TEXAS COURT OF APPEALS, THIRD DISTRICT, AT AUSTIN
NO. 03-02-00321-CV
Caldwell County Sheriff’s Office, Appellant
v.
Barbara Crider, Jacqueline Jackson, and Joshua Verdecanna, Appellees
FROM THE DISTRICT COURT OF CALDWELL COUNTY, 274TH JUDICIAL DISTRICT
NO. 02-0-078, HONORABLE ROBERT ESCHENBURG II, JUDGE PRESIDING
MEMORANDUM OPINION
Appellant Caldwell County seeks to reverse the trial court’s order denying its plea
to the jurisdiction in the whistleblower suit brought by appellees Barbara Crider, Jacqueline Jackson,
and Joshua Verdecanna. See Tex. Gov’t Code Ann. §§ 554.001-.010 (West 1994 & Supp. 2003).
We will affirm the trial court’s order.
Factual and Procedural Background
Appellees worked for the Caldwell County Sheriff’s Department. Crider and Jackson
observed their shift supervisor placing a prisoner’s name on a signature line labeled “Defendant” on
an indictment form. Crider and Jackson became concerned that these actions could constitute
tampering with a government record, fraud, or forgery. Crider and Jackson reported these actions
to their immediate supervisor, Verdecanna, who shared their concerns. Verdecanna contacted the
Caldwell County District Attorney’s Office. After a discussion with an assistant district attorney,
appellees were convinced that the law had been broken. Verdencanna then instructed Crider and
Jackson to submit a written report to the sheriff under a standing office policy requiring that any
illegal activity be documented with a written report. Concerned that no action was being taken after
the report was filed, Verdecanna spoke with Captain Keith Jeffrey on August 22, 2001 about the
status of any investigation. On August 24, 2001, all three appellees were terminated.

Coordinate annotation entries
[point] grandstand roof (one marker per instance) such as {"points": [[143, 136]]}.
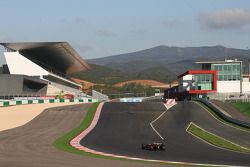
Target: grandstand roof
{"points": [[57, 57]]}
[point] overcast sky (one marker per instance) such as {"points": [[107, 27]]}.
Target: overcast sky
{"points": [[99, 28]]}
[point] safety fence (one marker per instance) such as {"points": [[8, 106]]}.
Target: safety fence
{"points": [[6, 103], [221, 114]]}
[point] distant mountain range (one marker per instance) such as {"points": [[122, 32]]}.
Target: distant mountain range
{"points": [[162, 63]]}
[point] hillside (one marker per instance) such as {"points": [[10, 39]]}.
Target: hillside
{"points": [[102, 75], [160, 63], [151, 83], [172, 59]]}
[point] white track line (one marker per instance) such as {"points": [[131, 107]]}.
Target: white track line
{"points": [[76, 144], [168, 106], [151, 124]]}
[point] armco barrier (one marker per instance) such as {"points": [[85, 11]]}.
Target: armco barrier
{"points": [[40, 101], [222, 115]]}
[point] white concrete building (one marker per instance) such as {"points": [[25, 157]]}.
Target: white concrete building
{"points": [[48, 62]]}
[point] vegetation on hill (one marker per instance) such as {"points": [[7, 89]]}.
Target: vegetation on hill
{"points": [[127, 90], [242, 107]]}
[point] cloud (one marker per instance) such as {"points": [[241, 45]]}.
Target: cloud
{"points": [[105, 33], [84, 49], [171, 23], [137, 32], [226, 19], [80, 20]]}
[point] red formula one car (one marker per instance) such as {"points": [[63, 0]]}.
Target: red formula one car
{"points": [[153, 146]]}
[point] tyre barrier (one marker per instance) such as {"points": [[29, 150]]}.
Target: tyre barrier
{"points": [[222, 115], [40, 101]]}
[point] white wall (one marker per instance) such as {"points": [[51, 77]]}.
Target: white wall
{"points": [[19, 64], [228, 86], [185, 83]]}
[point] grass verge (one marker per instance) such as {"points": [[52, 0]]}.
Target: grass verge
{"points": [[215, 140], [221, 119], [63, 143], [242, 107]]}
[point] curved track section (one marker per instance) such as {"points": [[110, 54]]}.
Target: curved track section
{"points": [[31, 145], [123, 127]]}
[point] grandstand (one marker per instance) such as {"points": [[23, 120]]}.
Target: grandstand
{"points": [[40, 69]]}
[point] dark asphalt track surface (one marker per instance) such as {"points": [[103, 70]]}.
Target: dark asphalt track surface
{"points": [[123, 127], [31, 145], [227, 107]]}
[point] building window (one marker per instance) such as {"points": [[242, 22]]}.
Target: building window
{"points": [[227, 72]]}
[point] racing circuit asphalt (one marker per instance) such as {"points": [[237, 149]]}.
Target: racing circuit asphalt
{"points": [[31, 145], [123, 127]]}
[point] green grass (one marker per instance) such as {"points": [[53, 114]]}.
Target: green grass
{"points": [[242, 107], [215, 140], [221, 118], [63, 143]]}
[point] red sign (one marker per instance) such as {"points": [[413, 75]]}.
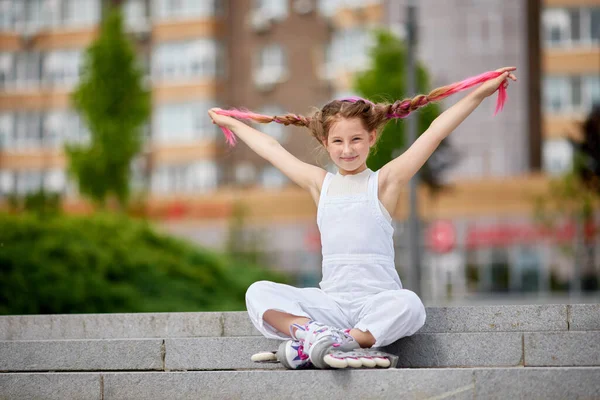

- [TO-DO LIST]
#1 According to the court opinion, why did Verdecanna tell Crider and Jackson to give the sheriff a written report? Answer in one to three sentences.
#2 Translate this sentence from the court opinion into Spanish: "Crider and Jackson reported these actions to their immediate supervisor, Verdecanna, who shared their concerns."
#3 Rewrite the court opinion starting with "TEXAS COURT OF" and going on through "1994 & Supp. 2003).", putting "motion" in place of "plea".

- [ANSWERS FOR THIS EXERCISE]
#1 A standing office policy required that any illegal activity be documented with a written report. After the discussion with an assistant district attorney, appellees were convinced the law had been broken, so the report was needed under that policy.

#2 Crider y Jackson informaron de estas acciones a su supervisor inmediato, Verdecanna, quien compartía sus preocupaciones.

#3
TEXAS COURT OF APPEALS, THIRD DISTRICT, AT AUSTIN
NO. 03-02-00321-CV
Caldwell County Sheriff’s Office, Appellant
v.
Barbara Crider, Jacqueline Jackson, and Joshua Verdecanna, Appellees
FROM THE DISTRICT COURT OF CALDWELL COUNTY, 274TH JUDICIAL DISTRICT
NO. 02-0-078, HONORABLE ROBERT ESCHENBURG II, JUDGE PRESIDING
MEMORANDUM OPINION
Appellant Caldwell County seeks to reverse the trial court’s order denying its motion
to the jurisdiction in the whistleblower suit brought by appellees Barbara Crider, Jacqueline Jackson,
and Joshua Verdecanna. See Tex. Gov’t Code Ann. §§ 554.001-.010 (West 1994 & Supp. 2003).